* **Supplied passage**:
----

I am a believer in the long-term viability of real estate investment in Hong Kong and China. I first purchased a home in Hong Kong in the early ‘80s, against the best advice of most of my foreign friends here. They felt prices were too high and reminded me of the palatial properties that the same amount of money would buy in Chicago or Seattle. Being simple-minded, I thought that somewhat of an irrelevant comparison, for the simple reason that I was not living in Chicago or Seattle, nor was I planning to at any time soon.

There is an old saying that the three most important factors to consider when evaluating a property investment are location, location and location. This is a kind of universal principle, and it still holds true anywhere. However, I’ve come to realize there is another set of three important factors to consider: noodles, rice and dumplings.

If you look around the world at property markets which outperform. others over time, there seems to be a close correlation with thriving Chinese communities. Chinese consumers anywhere are great believers in property investment, and they tend to congregate where there is good Chinese food. The high appeal of property and food seem to be genetically encoded, like a part of the operating software. If you correlate the “location” factor with the “thriving Chinese community centered around good Chinese restaurants and produce” factor, you won’t go far wrong in property investing. At least it’s worked for me.

Unlike health care, pharmaceuticals, and tobacco, property advertising in China and Hong Kong is not governed by strict regulations on claims and content. As a result, consumers need to be a bit cynical and prepared to do thorough due diligence in order to penetrate the “reality distortion field” which typifies a lot of advertising for new property developments.

As an example relating to the property in Sheung Shui which I wrote about last week, the advertising for this place depicts a lovely river running alongside the development. That’s very attractive, especially in a densely crowded urban setting like Hong Kong.

On closer inspection, however, I found the river to be Starbucks-colored, surrounded by metal fences blocking access to its banks, with signs along the banks warning people to stay away and proclaiming it to be under the jurisdiction of the Hong Kong Drainage Services Department. In other words, a drainage ditch rather than idyllic rural stream. No doubt it’s also a prime breeding grounds for mosquitos, but it sure looks inviting in the ads.

----

* **Information given**:
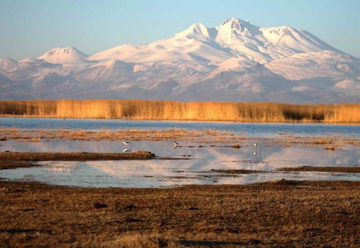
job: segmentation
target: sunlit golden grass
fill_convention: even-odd
[[[148,100],[0,101],[0,116],[195,121],[360,122],[360,104],[181,102]]]

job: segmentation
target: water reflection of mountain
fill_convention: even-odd
[[[5,143],[6,142],[6,143]],[[0,151],[88,151],[119,152],[124,145],[113,141],[46,141],[36,143],[8,140]],[[191,144],[187,144],[189,146]],[[250,144],[239,149],[227,147],[179,146],[172,141],[132,142],[131,150],[150,150],[164,157],[190,159],[87,162],[41,162],[47,166],[0,171],[0,177],[29,180],[50,184],[81,187],[169,187],[186,184],[247,184],[281,180],[360,180],[348,174],[276,171],[281,167],[355,166],[360,163],[360,151],[349,146],[344,150],[329,151],[322,147],[257,147]],[[243,169],[269,172],[247,175],[220,175],[211,169]],[[215,182],[214,182],[215,181]]]
[[[32,143],[8,140],[4,142],[4,145],[0,146],[0,151],[121,152],[126,148],[119,142],[110,141],[67,140]],[[202,147],[198,147],[193,144],[186,145],[194,147],[182,146],[174,149],[172,141],[145,141],[132,142],[128,149],[131,151],[149,150],[160,156],[192,158],[181,162],[194,170],[211,169],[211,167],[216,166],[224,169],[269,171],[284,167],[351,166],[360,163],[360,151],[356,150],[354,146],[348,146],[343,150],[331,151],[321,146],[259,146],[256,149],[256,156],[254,156],[251,145],[235,149],[228,147],[210,147],[209,145]]]
[[[242,122],[217,122],[198,121],[138,121],[116,119],[29,118],[0,117],[2,126],[26,129],[81,129],[99,130],[119,129],[215,129],[226,130],[235,134],[247,137],[273,137],[278,134],[292,133],[294,136],[327,135],[329,133],[360,137],[360,128],[356,125],[333,125],[322,123],[264,123]]]

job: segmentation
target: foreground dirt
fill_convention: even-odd
[[[0,181],[0,246],[360,246],[360,182],[84,189]]]
[[[0,152],[0,162],[36,161],[90,161],[150,159],[156,157],[150,151],[127,153],[99,152]]]
[[[278,170],[279,172],[344,172],[348,173],[360,173],[360,167],[331,167],[302,166],[300,167],[285,167]]]

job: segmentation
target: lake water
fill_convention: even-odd
[[[86,151],[121,152],[125,146],[110,141],[67,140],[37,142],[7,140],[0,151]],[[348,145],[328,151],[322,146],[277,146],[252,143],[239,149],[210,147],[203,144],[172,141],[132,142],[131,151],[148,150],[160,157],[186,160],[41,162],[32,168],[0,171],[6,180],[37,181],[49,184],[86,187],[167,187],[189,184],[243,184],[271,180],[360,180],[360,174],[320,172],[285,173],[283,167],[360,166],[360,149]],[[194,146],[194,147],[189,147]],[[256,151],[256,155],[254,152]],[[245,175],[226,174],[213,170],[251,170],[262,172]]]
[[[227,130],[249,137],[276,137],[280,133],[299,136],[339,135],[360,137],[360,126],[321,123],[263,123],[166,121],[134,121],[116,119],[0,118],[0,127],[35,129],[83,129],[98,130],[124,129],[165,130],[174,128]]]

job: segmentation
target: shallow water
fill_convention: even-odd
[[[66,128],[98,130],[129,128],[164,130],[174,128],[227,130],[247,137],[276,137],[279,134],[300,136],[340,135],[360,137],[360,127],[320,123],[263,123],[243,122],[138,121],[117,119],[29,118],[0,117],[0,126],[26,129]]]
[[[119,152],[125,146],[118,142],[42,141],[17,140],[3,142],[1,150],[12,151],[86,151]],[[86,187],[166,187],[188,184],[239,184],[283,178],[300,180],[360,180],[359,174],[314,172],[277,172],[283,167],[360,166],[360,149],[347,146],[328,151],[321,146],[276,146],[249,143],[239,149],[227,147],[198,147],[199,144],[172,141],[132,142],[131,151],[148,150],[162,157],[186,160],[41,162],[42,167],[0,171],[7,180],[38,181],[49,184]],[[194,147],[188,147],[192,146]],[[256,155],[254,152],[256,151]],[[229,175],[211,170],[252,170],[263,172],[248,175]]]

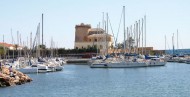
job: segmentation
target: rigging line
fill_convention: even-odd
[[[118,27],[117,37],[116,37],[116,43],[117,43],[117,39],[118,39],[118,34],[119,34],[120,26],[121,26],[122,17],[123,17],[123,10],[122,10],[122,12],[121,12],[121,17],[120,17],[120,21],[119,21],[119,27]],[[116,45],[116,44],[115,44],[115,45]]]

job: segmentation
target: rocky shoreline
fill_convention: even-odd
[[[12,69],[12,73],[13,76],[10,76],[11,72],[9,68],[5,66],[0,67],[0,87],[21,85],[32,81],[29,76],[20,71]]]

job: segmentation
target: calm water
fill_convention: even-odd
[[[65,65],[61,72],[30,74],[33,81],[0,88],[0,97],[189,97],[190,65],[92,69]]]

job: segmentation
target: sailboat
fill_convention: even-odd
[[[125,43],[125,6],[123,6],[123,24],[124,24],[124,53],[126,50],[126,43]],[[137,56],[127,56],[124,55],[123,58],[106,58],[103,61],[95,61],[93,62],[90,67],[91,68],[131,68],[131,67],[146,67],[147,64],[143,59],[137,58]]]

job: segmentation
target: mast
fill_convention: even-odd
[[[165,52],[166,52],[166,35],[165,35]]]
[[[106,48],[107,48],[107,54],[108,54],[108,49],[109,49],[108,48],[108,44],[109,44],[109,41],[108,41],[108,13],[107,13],[106,18],[107,18],[107,20],[106,20],[107,21],[107,24],[106,24],[106,26],[107,26],[107,30],[106,30],[107,31],[107,34],[106,34]]]
[[[141,33],[142,33],[142,55],[143,55],[143,18],[142,18],[142,27],[141,27]]]
[[[178,53],[179,45],[178,45],[178,29],[177,29],[177,53]]]
[[[43,15],[43,13],[42,13],[42,45],[44,45],[44,15]]]
[[[124,30],[124,53],[125,53],[125,50],[126,50],[126,32],[125,32],[125,6],[123,6],[123,30]]]
[[[173,55],[174,55],[174,33],[173,33],[173,37],[172,37],[172,45],[173,45]]]
[[[144,16],[144,36],[145,36],[145,54],[146,54],[146,15]]]
[[[11,28],[11,37],[12,37],[12,45],[14,44],[14,40],[13,40],[13,33],[12,33],[12,28]],[[15,45],[14,45],[15,46]],[[13,47],[13,59],[14,59],[14,47]]]
[[[139,39],[139,33],[138,33],[138,22],[136,21],[136,41],[137,41],[137,47],[136,47],[136,53],[138,54],[139,52],[138,52],[138,44],[139,44],[139,41],[138,41],[138,39]]]
[[[141,39],[141,29],[140,28],[141,28],[141,21],[139,20],[139,29],[138,29],[139,30],[139,39],[138,39],[139,47],[140,47],[140,43],[141,43],[140,42],[140,39]]]
[[[5,59],[5,42],[4,42],[4,34],[3,34],[3,50],[4,50],[4,59]]]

----

Decide whether each statement agrees with the Hong Kong property text above, answering yes or no and quoting the deciding words of the text. 1. The writer bought a first Hong Kong home in the early '80s against the advice of most foreign friends there. 2. Property advertising in China and Hong Kong is subject to strict regulations on claims and content. 3. The river next to the Sheung Shui development has banks that people can freely reach.

1. Yes: "I first purchased a home in Hong Kong in the early ‘80s, against the best advice of most of my foreign friends here."
2. No: "property advertising in China and Hong Kong is not governed by strict regulations on claims and content."
3. No: "surrounded by metal fences blocking access to its banks"